‘People are appreciating the foundational necessities of life more than ever — the things that in the past, perhaps that they may have taken for granted’
In the midst of the pandemic, many Canadians working at home want employers to continue to provide this option in the future, according to a cross-country poll about changing attitudes amid the COVID-19 crisis.
While 34 per cent of respondents say they are working from home during the outbreak, 57 per cent of those would like to do more so in the future, found Anstice, the marketing and research firm that commissioned the survey.
“People are appreciating the foundational necessities of life more than ever — the things that in the past, perhaps that they may have taken for granted,” says Mark Szabo, director of insights and engagement a Anstice. “They are valuing their health, their families, their work, their freedom of movement, and Canada’s public institutions. This has been a wakeup call.”
However, in working from home, the biggest challenge workers faced is the lack of basic human contact, found the survey of 800 people.
Meaning over materialism
Throughout the results, respondents repeatedly valued meaning over materialism, right down to their spending habits, which a majority expect will change in a post-COVID-19 world, says Anstice.

┄┄┄┄┄┄

◆ Problem set
a - Can you sum up the article on the Canadian work-from-home poll in two sentences?
b - Could you extend the article on the Canadian work-from-home poll, picking up after its final sentence?
The listing isn't needed for this work.

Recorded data
┄┄┄┄┄┄

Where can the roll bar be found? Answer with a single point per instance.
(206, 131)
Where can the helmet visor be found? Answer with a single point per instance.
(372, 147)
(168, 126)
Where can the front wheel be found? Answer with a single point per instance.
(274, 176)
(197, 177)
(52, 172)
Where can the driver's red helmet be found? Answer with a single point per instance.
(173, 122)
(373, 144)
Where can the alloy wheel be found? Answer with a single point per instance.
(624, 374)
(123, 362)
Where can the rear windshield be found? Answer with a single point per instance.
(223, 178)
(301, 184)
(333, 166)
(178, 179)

┄┄┄┄┄┄

◆ Responses to the exercise
a - A cross-country survey of 800 people, commissioned by the marketing and research firm Anstice, found that 34 percent of respondents were working from home during the COVID-19 outbreak and 57 percent of those would like to do so more in the future, though their biggest challenge was the lack of basic human contact. According to Anstice's Mark Szabo, people are appreciating life's foundational necessities more than ever, and respondents repeatedly valued meaning over materialism, with a majority expecting their spending habits to change in a post-COVID-19 world.

b -
In addition to prioritizing the purchase of higher-quality products, respondents say they intend to be more philanthropic in how they spend after the crisis, including giving to charities and random strangers. At the bottom of their priority spending list are fun, indulgent things for themselves and acquiring more material goods. Family and friends are the aspect of life most appreciated by 37 per cent of responders, while 19 per cent rank having a job as most important, found the survey.
“There were some surprises in the findings,” says Sheenah Rogers-Pfeiffer, founder and chief strategist of Anstice. “These findings show that COVID-19 has turned the indulgent consumer culture of yesterday upside down and on its head.”
Meanwhile, when it comes to executives, the majority (85 per cent) of respondents to another survey didn’t believe their leaders were ready for the crisis.